**Exercise requirements**
Please count the lines with the word "gable" in the material below, then state the number by itself.

- - - - - - -

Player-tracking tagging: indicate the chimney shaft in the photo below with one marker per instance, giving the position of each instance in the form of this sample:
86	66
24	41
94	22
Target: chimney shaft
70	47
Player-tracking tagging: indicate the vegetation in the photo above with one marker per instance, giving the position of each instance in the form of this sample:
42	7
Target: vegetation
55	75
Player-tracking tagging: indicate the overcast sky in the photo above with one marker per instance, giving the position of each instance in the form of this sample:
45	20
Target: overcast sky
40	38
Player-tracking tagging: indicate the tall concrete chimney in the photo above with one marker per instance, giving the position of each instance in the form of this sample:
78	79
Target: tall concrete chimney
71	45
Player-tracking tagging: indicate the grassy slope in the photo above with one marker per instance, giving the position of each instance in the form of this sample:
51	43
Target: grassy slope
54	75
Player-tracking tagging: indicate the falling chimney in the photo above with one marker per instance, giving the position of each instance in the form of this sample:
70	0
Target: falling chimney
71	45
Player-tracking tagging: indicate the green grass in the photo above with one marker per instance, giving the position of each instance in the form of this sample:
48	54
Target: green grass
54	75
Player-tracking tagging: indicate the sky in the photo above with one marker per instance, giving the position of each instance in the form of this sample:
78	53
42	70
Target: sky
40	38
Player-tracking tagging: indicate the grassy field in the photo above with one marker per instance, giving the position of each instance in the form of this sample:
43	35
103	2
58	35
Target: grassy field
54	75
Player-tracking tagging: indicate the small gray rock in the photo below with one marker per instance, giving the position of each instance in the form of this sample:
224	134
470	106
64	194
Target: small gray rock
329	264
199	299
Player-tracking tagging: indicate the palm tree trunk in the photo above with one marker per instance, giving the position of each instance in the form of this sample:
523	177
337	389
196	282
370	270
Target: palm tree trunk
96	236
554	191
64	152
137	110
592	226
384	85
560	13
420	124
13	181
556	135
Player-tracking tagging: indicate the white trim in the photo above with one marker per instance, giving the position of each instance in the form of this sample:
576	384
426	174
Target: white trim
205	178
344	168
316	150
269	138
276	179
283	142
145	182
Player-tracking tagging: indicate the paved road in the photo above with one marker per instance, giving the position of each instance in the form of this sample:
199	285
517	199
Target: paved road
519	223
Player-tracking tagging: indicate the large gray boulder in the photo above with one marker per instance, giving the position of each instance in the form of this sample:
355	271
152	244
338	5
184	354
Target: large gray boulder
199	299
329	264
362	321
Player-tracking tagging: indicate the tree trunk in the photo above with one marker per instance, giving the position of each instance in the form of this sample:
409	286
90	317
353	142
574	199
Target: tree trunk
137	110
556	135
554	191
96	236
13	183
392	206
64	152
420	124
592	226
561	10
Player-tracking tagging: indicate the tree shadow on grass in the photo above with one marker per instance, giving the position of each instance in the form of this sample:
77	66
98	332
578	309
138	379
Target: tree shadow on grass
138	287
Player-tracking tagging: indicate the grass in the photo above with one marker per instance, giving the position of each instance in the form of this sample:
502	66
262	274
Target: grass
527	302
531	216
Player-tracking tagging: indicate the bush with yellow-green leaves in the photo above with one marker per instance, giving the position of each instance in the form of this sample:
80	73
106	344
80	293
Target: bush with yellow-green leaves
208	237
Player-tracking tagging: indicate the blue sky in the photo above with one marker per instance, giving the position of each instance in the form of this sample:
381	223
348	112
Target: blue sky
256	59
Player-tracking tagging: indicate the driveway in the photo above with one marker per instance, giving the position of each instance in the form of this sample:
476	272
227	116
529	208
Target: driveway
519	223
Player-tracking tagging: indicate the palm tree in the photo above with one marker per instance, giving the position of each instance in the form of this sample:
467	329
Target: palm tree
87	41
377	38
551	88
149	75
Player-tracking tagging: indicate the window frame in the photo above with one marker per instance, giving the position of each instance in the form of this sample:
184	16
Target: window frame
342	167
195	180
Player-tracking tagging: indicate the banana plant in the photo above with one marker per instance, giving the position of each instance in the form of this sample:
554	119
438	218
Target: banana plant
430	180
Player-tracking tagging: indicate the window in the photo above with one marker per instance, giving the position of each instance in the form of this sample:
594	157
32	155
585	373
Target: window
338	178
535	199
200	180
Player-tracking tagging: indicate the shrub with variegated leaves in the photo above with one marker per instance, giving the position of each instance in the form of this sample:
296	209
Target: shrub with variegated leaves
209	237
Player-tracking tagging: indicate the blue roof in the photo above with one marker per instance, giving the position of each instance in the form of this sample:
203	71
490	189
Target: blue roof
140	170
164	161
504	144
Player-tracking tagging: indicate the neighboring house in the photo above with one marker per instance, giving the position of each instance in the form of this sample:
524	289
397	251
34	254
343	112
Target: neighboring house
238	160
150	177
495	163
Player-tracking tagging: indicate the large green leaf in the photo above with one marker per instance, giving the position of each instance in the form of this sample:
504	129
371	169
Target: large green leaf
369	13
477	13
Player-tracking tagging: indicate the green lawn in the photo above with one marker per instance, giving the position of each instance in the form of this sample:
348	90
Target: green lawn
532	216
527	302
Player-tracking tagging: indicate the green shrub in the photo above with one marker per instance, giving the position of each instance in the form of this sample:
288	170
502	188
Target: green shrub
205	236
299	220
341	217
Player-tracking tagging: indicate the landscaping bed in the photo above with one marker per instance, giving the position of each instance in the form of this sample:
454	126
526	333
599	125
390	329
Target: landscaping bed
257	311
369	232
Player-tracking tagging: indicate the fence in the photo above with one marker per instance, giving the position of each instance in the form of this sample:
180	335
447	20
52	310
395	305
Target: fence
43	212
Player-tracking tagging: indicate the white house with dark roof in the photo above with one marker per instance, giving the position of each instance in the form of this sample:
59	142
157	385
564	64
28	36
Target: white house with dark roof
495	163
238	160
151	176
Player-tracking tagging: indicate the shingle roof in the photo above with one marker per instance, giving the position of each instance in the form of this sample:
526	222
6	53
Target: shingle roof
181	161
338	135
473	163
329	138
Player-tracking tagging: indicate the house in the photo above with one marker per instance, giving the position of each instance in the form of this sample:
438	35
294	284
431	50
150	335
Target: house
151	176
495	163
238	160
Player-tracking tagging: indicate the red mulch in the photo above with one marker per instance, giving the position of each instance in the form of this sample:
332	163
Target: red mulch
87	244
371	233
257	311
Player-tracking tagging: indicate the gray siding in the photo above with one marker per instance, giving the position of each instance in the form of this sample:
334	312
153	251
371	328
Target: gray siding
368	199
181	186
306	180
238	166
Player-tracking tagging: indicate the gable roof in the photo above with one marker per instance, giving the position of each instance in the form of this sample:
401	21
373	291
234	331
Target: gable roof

- - - - - - -

**Task solution**
2